## Text to read
:::::

The seismic response of a monopile foundation can have significant impact on its design when such foundations are located in earthquake-prone regions around the world. This paper presented the first study on the seismic response of monopiles, embedded in a layered soil profile that includes liquefiable layers. A relatively rigid monopile with an L/D ratio of 5.3 was considered. The soil profile consisted of 6 m thick loose sand layer overlying a 10.8 m thick dense layer above the bedrock. In-flight characterisation of these soil layers was carried out using Vs profiling and compared to theoretical predictions. Three centrifuge tests were carried out, two on dry soil models and one on saturated soil model. First, the natural frequency fn of the monopile-soil system was determined in-flight using a sine sweep motion. This was followed by a scaled Kobe motion and strong, sinusoidal earthquakes at fn, 2 fn and 3 fn frequencies.

The response of the monopile was investigated using measured accelerations as well as by constructing the response spectra and amplification ratio plots. As expected, the response of the monopile system is the strongest during the fn earthquake and the response drops off significantly for 2 fn and 3 fn earthquakes. This was confirmed using amplification ratio plots. In addition, the saturated case produces a larger response but a lower natural frequency compared to the dry cases. Large acceleration spikes are observed during the saturated test. The excess pore pressures measured adjacent to the monopile show large suction spikes developing, leading to the soil stiffening temporarily and causing acceleration spikes. This phenomenon can be important while assessing the monopile behaviour in soil layers susceptible to liquefaction.

:::::

## What is asked
**a.** In the monopile text, how thick is the loose sand layer?
**b.** Please say whether each statement agrees with the monopile text, answering yes or no and quoting the words that decide it: (i) Two of the three centrifuge tests used saturated soil models. (ii) The saturated case has a lower natural frequency than the dry cases. (iii) The monopile's response is strongest during the 3 fn earthquake.

## Extracted records
:::::

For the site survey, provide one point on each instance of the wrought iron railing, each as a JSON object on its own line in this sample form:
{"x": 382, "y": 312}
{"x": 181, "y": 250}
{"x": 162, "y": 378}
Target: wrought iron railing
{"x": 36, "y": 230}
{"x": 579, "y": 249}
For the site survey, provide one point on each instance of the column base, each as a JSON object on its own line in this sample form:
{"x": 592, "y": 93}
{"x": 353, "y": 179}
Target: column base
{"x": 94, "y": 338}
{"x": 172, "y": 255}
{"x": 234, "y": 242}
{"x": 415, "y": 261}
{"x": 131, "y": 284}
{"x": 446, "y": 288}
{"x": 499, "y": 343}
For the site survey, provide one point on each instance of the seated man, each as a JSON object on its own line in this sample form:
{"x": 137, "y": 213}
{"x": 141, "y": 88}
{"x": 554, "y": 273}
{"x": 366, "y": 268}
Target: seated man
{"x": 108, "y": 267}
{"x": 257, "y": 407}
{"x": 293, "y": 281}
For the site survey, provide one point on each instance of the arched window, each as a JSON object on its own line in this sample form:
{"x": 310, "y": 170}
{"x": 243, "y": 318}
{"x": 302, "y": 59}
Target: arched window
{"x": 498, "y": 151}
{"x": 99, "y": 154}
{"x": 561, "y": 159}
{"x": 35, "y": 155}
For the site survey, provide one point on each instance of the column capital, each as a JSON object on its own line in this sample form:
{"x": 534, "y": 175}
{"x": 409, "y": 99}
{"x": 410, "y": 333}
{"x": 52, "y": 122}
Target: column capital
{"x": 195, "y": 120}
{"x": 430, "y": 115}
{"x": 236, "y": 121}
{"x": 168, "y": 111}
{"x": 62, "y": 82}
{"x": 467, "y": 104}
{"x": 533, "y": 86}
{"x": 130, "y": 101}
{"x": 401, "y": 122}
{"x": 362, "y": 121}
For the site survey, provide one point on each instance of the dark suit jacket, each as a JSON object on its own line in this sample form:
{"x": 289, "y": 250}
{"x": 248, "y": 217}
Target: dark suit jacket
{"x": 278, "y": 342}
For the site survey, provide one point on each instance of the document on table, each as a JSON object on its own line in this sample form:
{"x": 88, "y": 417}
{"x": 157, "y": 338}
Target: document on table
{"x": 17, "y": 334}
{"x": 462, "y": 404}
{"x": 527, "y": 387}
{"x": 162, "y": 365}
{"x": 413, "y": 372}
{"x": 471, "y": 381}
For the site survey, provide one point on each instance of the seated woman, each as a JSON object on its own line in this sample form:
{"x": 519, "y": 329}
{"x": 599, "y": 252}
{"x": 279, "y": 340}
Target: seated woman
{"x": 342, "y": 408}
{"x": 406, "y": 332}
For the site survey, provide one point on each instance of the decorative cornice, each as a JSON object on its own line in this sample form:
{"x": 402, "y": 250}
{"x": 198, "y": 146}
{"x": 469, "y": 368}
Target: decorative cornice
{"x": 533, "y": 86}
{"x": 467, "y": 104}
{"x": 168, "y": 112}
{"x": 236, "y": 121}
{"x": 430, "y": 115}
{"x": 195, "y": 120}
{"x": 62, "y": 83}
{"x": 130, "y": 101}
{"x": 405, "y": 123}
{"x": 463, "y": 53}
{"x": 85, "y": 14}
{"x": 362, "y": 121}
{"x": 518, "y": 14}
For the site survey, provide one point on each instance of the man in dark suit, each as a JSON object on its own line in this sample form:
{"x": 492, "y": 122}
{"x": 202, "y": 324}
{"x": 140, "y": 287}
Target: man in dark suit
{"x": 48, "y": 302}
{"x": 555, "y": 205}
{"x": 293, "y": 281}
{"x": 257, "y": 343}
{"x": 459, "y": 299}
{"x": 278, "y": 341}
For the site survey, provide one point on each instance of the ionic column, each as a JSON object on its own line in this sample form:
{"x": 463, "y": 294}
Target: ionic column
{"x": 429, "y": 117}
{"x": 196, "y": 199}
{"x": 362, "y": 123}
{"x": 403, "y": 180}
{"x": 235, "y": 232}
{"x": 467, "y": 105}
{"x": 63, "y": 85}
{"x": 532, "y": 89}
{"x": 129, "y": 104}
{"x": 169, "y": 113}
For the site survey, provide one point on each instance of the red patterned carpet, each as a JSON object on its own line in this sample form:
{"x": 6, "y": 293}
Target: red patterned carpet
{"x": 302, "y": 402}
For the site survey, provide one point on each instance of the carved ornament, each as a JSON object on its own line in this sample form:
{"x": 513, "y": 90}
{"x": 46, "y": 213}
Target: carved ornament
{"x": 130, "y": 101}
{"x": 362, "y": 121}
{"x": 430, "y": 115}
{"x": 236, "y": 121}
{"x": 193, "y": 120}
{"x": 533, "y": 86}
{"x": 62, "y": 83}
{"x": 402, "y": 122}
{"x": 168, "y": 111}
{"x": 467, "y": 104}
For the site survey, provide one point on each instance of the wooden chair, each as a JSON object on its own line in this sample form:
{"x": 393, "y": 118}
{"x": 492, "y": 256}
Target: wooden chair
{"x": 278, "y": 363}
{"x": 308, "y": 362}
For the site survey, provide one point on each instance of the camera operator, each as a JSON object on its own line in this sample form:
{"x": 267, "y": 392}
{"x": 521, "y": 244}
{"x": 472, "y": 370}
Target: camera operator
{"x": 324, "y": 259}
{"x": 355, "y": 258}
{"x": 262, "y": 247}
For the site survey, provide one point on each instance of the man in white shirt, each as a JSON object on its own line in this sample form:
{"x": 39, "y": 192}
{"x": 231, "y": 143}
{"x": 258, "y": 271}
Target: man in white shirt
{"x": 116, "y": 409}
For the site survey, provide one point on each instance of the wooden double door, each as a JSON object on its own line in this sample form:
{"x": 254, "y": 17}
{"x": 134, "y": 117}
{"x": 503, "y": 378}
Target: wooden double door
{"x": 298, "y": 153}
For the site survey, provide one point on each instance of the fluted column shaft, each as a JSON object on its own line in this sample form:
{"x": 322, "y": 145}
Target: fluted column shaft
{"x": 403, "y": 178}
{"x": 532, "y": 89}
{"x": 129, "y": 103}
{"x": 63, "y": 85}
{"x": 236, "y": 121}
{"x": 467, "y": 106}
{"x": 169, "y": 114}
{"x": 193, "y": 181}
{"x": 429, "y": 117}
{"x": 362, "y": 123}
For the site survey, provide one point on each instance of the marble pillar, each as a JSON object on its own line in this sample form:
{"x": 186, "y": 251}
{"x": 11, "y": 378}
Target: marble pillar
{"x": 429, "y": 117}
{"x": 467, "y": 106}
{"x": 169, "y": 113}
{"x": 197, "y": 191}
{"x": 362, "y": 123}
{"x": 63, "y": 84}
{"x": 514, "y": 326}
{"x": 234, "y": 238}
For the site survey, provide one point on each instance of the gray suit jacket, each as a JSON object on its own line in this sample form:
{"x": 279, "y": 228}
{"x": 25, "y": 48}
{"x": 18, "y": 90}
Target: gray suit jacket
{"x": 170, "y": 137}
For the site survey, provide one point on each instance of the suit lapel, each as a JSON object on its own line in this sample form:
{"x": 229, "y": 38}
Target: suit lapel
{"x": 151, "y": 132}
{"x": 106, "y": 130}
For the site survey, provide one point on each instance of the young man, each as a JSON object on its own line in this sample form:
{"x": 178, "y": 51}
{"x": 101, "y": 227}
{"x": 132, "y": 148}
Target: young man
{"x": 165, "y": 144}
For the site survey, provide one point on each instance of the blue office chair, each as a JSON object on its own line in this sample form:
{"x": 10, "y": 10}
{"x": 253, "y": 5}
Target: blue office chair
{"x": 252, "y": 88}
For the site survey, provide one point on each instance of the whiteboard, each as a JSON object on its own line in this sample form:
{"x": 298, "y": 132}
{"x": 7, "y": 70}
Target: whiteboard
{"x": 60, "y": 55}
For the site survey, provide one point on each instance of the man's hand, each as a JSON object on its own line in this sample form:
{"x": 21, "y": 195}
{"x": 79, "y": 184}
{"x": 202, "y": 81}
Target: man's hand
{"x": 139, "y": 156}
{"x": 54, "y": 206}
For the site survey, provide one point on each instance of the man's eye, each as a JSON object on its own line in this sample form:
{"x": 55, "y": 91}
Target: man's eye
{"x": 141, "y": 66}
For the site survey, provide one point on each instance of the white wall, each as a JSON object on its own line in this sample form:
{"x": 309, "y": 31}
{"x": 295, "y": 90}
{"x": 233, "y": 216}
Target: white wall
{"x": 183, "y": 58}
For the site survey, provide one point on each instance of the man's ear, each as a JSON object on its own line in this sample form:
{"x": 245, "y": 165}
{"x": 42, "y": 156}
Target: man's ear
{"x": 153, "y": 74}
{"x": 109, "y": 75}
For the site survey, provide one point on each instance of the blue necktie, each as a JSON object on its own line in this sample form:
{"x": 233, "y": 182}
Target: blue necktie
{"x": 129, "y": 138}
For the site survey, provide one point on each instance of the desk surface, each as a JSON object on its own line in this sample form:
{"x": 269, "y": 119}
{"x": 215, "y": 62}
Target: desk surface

:::::

## Answers below
**a.** 6 m

**b.**
(i) No: "two on dry soil models and one on saturated soil model."
(ii) Yes: "the saturated case produces a larger response but a lower natural frequency compared to the dry cases."
(iii) No: "the response of the monopile system is the strongest during the fn earthquake"